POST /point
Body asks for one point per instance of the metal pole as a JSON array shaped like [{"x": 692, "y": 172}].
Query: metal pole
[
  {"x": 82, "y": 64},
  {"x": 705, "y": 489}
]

> _WHAT YOU WILL DO_
Go through the records above and retype each one exactly.

> _EXERCISE SOLUTION_
POST /point
Body asks for one point per instance of the metal pole as a JSON array shaped like [{"x": 692, "y": 172}].
Query: metal pole
[
  {"x": 82, "y": 64},
  {"x": 705, "y": 489}
]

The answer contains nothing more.